● **Required tasks**
A. In the article, what does Governor Asa Hutchinson want Cuba to be allowed to do?
B. Decide whether each statement agrees with the article, answering yes or no and quoting the words that decide it: (i) Asa Hutchinson is a Democratic governor. (ii) The embargo has been less tight than people perceive. (iii) The author was in Arkansas while President Barack Obama was with the Castro regime.
C. Rewrite everything in the article from "While President Barack" down to "to buy much.", substituting "Texas" for "Arkansas".

● **Text passage**
● ● ● ● ● ● ●
Business Interests versus National Interests

by WILLIAM R. HAWKINS April 1, 2016

While President Barack Obama was fulfilling the fantasies of every New Left radical to party with the Castro regime and be photographed with a poster of revolutionary icon Che Guevara, I was in Arkansas. There I heard Republican Governor Asa Hutchinson call for an end to the trade embargo on the Communist-ruled island, especially the restriction on financing that requires cash payments for exports.  Hutchinson wants Cuba to be allowed to make purchases on credit. The embargo has not been as tight as perceived. Food and medicine have been long been available, but the Cuban economy is so poor and inefficient due to its tyrannical system that it has not been able to buy much.
● ● ● ● ● ● ●
● **Provided data**
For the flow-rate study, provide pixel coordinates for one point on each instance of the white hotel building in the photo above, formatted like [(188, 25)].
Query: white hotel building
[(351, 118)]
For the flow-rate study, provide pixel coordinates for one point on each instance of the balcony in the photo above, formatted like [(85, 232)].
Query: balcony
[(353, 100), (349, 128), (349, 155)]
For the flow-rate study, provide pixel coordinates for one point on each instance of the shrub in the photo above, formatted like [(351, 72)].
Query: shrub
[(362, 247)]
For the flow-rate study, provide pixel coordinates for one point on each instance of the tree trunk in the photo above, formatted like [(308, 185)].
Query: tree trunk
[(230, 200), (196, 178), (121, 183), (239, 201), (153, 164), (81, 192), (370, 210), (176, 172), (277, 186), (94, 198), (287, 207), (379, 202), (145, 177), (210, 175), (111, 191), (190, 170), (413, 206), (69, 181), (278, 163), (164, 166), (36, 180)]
● ● ● ● ● ● ●
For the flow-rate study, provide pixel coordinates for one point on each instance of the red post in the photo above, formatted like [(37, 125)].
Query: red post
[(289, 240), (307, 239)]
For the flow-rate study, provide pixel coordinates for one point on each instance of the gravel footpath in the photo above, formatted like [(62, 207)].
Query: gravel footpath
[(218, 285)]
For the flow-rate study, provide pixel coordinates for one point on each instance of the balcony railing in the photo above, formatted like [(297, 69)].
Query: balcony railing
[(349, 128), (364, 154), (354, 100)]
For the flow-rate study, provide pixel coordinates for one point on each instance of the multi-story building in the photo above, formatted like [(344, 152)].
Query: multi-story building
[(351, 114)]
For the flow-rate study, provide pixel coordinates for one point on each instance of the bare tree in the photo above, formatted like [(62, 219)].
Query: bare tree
● ● ● ● ● ● ●
● **Answers**
A. Make purchases on credit.

B.
(i) No: "Republican Governor Asa Hutchinson"
(ii) Yes: "The embargo has not been as tight as perceived."
(iii) Yes: "I was in Arkansas."

C.
While President Barack Obama was fulfilling the fantasies of every New Left radical to party with the Castro regime and be photographed with a poster of revolutionary icon Che Guevara, I was in Texas. There I heard Republican Governor Asa Hutchinson call for an end to the trade embargo on the Communist-ruled island, especially the restriction on financing that requires cash payments for exports.  Hutchinson wants Cuba to be allowed to make purchases on credit. The embargo has not been as tight as perceived. Food and medicine have been long been available, but the Cuban economy is so poor and inefficient due to its tyrannical system that it has not been able to buy much.